Studio album by the Favors
- Released: September 19, 2025
- Length: 38:09
- Label: Darkroom
- Producer: Finneas

Ashe chronology
| Willson (2024) | The Dream (2025) | The Girl of Your Dreams (2026) |

Finneas chronology
| For Cryin' Out Loud! (2024) | The Dream (2025) |  |

Singles from The Dream
- "The Little Mess You Made" Released: June 6, 2025; "The Hudson" Released: July 11, 2025; "Times Square Jesus" Released: August 13, 2025;

= The Dream (The Favors album) =

The Dream is the debut studio album by the American supergroup the Favors, composed of American singer-songwriters Ashe and Finneas. It was released through Darkroom Records on September 19, 2025.

== Background ==
In 2021, Ashe and Finneas collaborated on "Till Forever Falls Apart", which was featured on her first album Ashlyn. Finneas also cowrote and produced the hit song "Moral of the Story" from that album.

In February 2025, an anonymous Instagram account was created under the name @weshouldmakeaband. The account began posting mysterious, vintage camcorder-style snippets of Finneas and Ashe making music. They both further went on with posting hints on their respective accounts. They most notably posted the Austin City Limits festival lineup with a hidden artist slot, which was assumed to be for the band. Speculation continued to rise as the two began to confirm a collaboration in their live performances. Ashe made an appearance at Finneas's For Cryin' Out Loud! Tour stop in Los Angeles in March, where they performed the unreleased song "Lake George". Prior to the release of "The Little Mess You Made", Ashe performed a part of the song while she was opening for Gracie Abrams on The Secret of Us Tour in Australia, while Finneas simultaneously performed a part of the song in Germany during his tour.

The album was announced on June 3, 2025.

**RAW DATA:**
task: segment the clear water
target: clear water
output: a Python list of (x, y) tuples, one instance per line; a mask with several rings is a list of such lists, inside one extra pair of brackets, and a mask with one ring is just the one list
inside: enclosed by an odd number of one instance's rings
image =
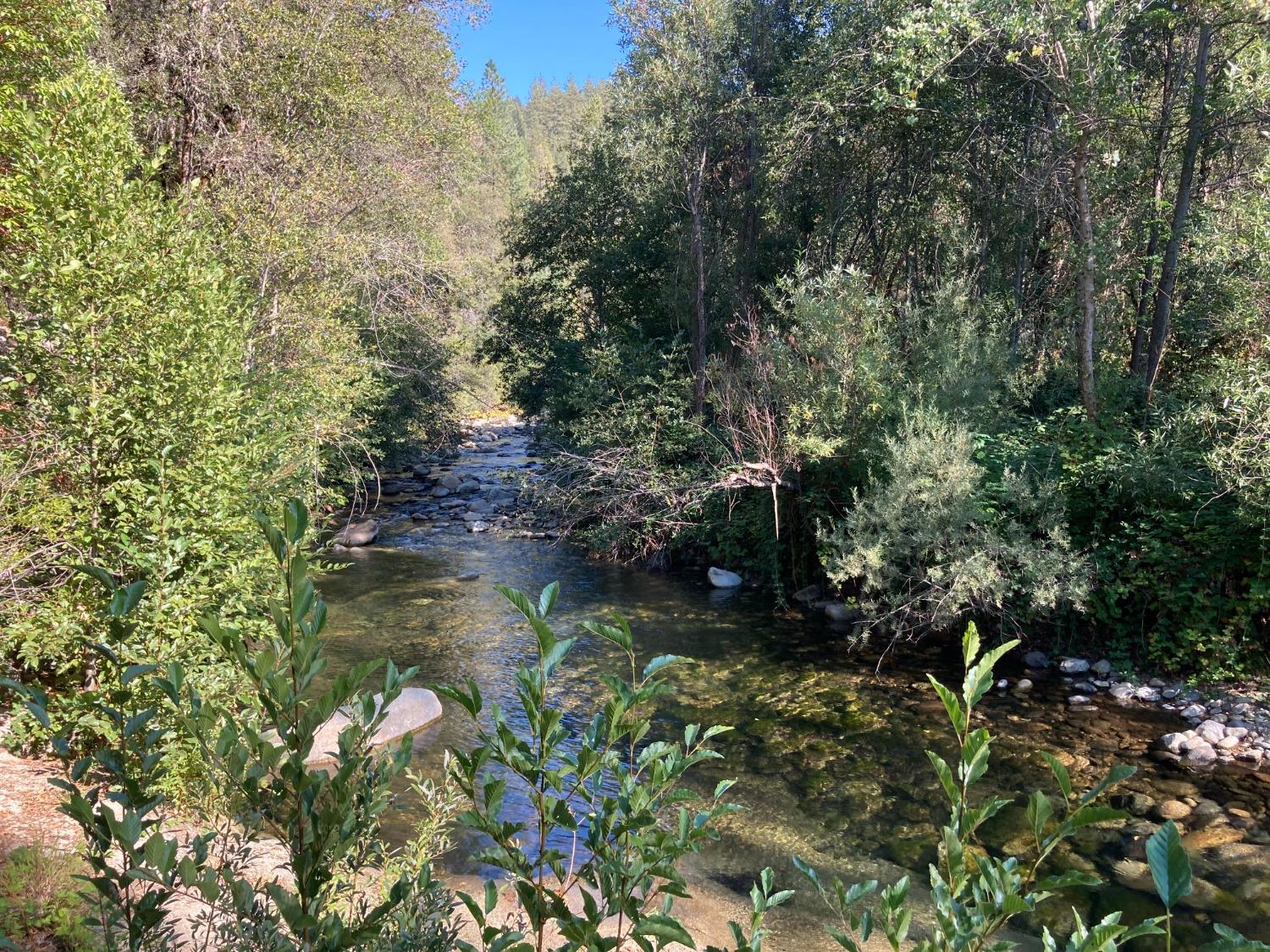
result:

**TO BE DONE:**
1. In the album article, swap "supergroup" for "duo" and write out the stretch from "The Dream is" through "September 19, 2025.".
2. Pick up the article on The Dream album from where it stops and carry it on.
The records are separate material and have no connection to the album article.

**EXPECTED RESULTS:**
1.
The Dream is the debut studio album by the American duo the Favors, composed of American singer-songwriters Ashe and Finneas. It was released through Darkroom Records on September 19, 2025.

2.
== Promotion ==
The Favors released their debut single on June 6, 2025, titled "The Little Mess You Made". "The Hudson" was released on July 11, 2025, as the second single. The third single titled "Times Square Jesus" was released on August 13, 2025. The group announced their An Evening With the Favors Tour in July 2025. The tour will stop in Los Angeles, Morrison, and New York City, while also performing twice at the Austin City Limits Music Festival.

=== Tour ===
On July 15, 2025, The Favors announced a three date North American tour visiting Los Angeles, Morrison, and New York City.

==Critical reception==

Dork described The Dream as "theatrical, tender and quietly devastating", highlighting its "rich harmonies, playful detours, and songwriting that balances depth with just the right amount of daft". The review further characterized the record as "full of humour, heartbreak and unexpected joy", while noting that its "little messy" and "very human" qualities made it "all the better for it". Melodic Magazine wrote that the album "isn't just a debut—it feels like the kind of record artists spend years building toward", praising it as "deeply emotional, beautifully crafted, and full of surprises". They added that it showcases "each member's strengths while never losing its sense of cohesion or heart".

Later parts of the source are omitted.